SUPPLIED PASSAGE:
================

Occassionally, we will share tools and tips on enhancing your job search from the Steinbright Career Development Center (SCDC). Alumni are encouraged to send comments, questions or suggestions for future column topics to alumni@drexel.edu.


Using the Hidden Job Market to Find Jobs
August 2013

It's no secret: looking for a job can be hard. Many recall their job search and wonder how they ever made it through. Many more are content to stay in a job they do not like simply because they would rather avoid going through a job search again. For those who are looking, they often have to sort through thousands of posted positions, only to find a handful that they find remotely interesting. Little do they know that those few jobs are only the tip of the job search iceberg.

================

DATA ROWS:
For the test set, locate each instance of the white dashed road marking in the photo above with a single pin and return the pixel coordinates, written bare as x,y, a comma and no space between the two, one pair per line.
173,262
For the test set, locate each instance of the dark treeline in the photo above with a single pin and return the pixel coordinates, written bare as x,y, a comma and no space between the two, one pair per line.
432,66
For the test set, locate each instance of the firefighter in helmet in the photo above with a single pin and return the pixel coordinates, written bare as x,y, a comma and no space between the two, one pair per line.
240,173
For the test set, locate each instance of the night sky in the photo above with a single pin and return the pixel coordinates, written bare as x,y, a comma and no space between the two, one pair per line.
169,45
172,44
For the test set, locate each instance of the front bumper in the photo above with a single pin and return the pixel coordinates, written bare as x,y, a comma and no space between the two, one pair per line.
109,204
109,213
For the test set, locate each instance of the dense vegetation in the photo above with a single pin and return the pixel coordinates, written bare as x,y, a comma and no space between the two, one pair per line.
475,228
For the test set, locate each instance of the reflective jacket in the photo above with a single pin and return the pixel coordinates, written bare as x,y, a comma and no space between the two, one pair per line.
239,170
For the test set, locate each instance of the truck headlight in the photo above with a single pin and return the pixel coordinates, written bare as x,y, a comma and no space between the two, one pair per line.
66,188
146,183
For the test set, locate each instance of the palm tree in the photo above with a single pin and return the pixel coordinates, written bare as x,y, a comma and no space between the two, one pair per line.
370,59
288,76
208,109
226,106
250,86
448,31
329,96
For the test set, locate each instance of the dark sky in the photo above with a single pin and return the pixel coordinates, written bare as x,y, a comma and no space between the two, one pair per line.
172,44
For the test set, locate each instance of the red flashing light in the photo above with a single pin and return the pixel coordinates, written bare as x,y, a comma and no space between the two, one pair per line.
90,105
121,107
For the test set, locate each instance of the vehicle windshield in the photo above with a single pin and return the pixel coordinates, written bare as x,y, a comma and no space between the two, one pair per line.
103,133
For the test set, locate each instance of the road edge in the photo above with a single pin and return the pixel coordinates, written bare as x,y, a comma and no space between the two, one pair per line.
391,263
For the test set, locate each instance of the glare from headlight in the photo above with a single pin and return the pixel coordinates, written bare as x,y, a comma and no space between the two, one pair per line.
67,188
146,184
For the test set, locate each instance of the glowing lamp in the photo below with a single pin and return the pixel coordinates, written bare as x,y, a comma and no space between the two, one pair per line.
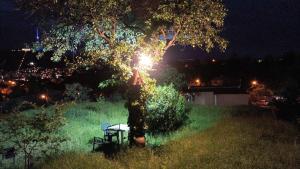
12,83
44,97
254,82
198,82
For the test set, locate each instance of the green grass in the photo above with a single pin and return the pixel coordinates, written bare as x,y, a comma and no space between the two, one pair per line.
240,142
213,138
83,123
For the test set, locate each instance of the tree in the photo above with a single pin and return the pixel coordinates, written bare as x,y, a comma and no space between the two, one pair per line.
35,135
115,32
167,75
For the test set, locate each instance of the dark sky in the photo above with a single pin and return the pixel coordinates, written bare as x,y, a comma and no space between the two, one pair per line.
253,27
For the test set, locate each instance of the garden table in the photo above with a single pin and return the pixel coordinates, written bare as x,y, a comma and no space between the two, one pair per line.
120,128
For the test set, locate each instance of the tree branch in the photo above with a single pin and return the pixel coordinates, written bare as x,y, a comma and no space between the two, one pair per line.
164,34
171,43
104,36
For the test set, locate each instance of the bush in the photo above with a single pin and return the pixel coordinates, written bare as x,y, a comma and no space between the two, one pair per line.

================

EXERCISES TO COMPLETE:
**a.** In the job search column, what email address can alumni use to send comments, questions or suggestions for future column topics?
**b.** Write what comes next in the job search column, picking up after its final sentence.
Nothing in the rows is needed here.

EXPECTED RESULTS:
**a.** alumni@drexel.edu

**b.**
Even though we can find millions of posted jobs, they may only represent a fraction of the total job market. According to Steven Rothberg of CollegeRecruiting.com, more than 80% of job openings are actually unlisted! This means that for every posted job, there are up to four others that are not posted but are still being actively recruited for. This is often referred to as the "Hidden Job Market." How can you take advantage of these jobs? There are a number of things you can do:

  • Networking

    With any job search, networking is important. But it can become even more vital when trying to find opportunities in the Hidden Job Market. Most people who are hired for these positions never apply for them. They are considered either from their applications for other positions or from their connections within the company. Therefore, it is extremely important to continue to build and strengthen your network with employers even if it appears they are not actively hiring.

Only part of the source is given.